### The task
The records follow. Print, word for word, the first line through the "rough mask: <svg" line.

BEGIN

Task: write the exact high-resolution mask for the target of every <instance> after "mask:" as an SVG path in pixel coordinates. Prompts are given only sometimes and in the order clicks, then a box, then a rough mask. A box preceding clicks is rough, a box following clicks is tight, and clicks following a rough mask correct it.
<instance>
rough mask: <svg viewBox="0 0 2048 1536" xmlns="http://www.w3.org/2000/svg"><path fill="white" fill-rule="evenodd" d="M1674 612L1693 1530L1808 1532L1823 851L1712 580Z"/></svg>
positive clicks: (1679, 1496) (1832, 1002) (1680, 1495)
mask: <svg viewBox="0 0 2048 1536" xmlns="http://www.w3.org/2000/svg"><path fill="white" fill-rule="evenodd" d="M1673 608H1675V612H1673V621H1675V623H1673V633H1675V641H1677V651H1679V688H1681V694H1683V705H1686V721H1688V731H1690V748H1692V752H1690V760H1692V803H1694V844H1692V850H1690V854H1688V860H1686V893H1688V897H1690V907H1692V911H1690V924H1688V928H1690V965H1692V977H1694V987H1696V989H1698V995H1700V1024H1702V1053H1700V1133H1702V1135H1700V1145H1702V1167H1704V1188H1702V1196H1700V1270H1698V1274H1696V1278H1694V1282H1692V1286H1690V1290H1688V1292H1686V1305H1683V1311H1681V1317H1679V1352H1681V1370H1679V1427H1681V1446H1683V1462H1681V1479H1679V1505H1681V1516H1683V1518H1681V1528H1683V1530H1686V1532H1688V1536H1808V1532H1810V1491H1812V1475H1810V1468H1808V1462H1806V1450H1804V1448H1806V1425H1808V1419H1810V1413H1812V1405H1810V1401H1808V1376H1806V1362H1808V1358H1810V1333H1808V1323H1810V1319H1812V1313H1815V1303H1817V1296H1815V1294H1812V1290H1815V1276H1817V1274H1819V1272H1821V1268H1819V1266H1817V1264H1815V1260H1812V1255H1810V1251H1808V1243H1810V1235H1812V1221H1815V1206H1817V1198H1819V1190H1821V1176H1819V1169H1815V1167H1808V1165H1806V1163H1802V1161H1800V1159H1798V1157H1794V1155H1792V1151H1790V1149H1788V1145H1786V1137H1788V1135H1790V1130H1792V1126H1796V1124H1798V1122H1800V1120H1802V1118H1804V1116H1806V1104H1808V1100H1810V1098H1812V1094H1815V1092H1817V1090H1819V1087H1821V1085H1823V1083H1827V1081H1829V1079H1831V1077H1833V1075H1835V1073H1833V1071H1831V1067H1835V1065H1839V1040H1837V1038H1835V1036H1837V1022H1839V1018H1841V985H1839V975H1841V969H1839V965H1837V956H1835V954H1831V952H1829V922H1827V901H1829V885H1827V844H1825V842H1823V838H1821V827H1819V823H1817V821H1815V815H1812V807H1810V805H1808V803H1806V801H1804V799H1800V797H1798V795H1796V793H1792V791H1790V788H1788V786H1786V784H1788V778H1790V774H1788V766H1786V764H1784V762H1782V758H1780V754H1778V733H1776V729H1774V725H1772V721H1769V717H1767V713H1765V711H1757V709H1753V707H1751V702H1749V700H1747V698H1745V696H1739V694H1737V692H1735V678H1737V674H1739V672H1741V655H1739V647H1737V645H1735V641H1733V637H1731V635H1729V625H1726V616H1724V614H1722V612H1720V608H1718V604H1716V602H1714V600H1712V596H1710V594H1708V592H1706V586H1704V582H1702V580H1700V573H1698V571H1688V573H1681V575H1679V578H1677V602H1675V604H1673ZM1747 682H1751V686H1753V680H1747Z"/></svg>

END

### Result
Task: write the exact high-resolution mask for the target of every <instance> after "mask:" as an SVG path in pixel coordinates. Prompts are given only sometimes and in the order clicks, then a box, then a rough mask. A box preceding clicks is rough, a box following clicks is tight, and clicks following a rough mask correct it.
<instance>
rough mask: <svg viewBox="0 0 2048 1536" xmlns="http://www.w3.org/2000/svg"><path fill="white" fill-rule="evenodd" d="M1674 612L1693 1530L1808 1532L1823 851L1712 580Z"/></svg>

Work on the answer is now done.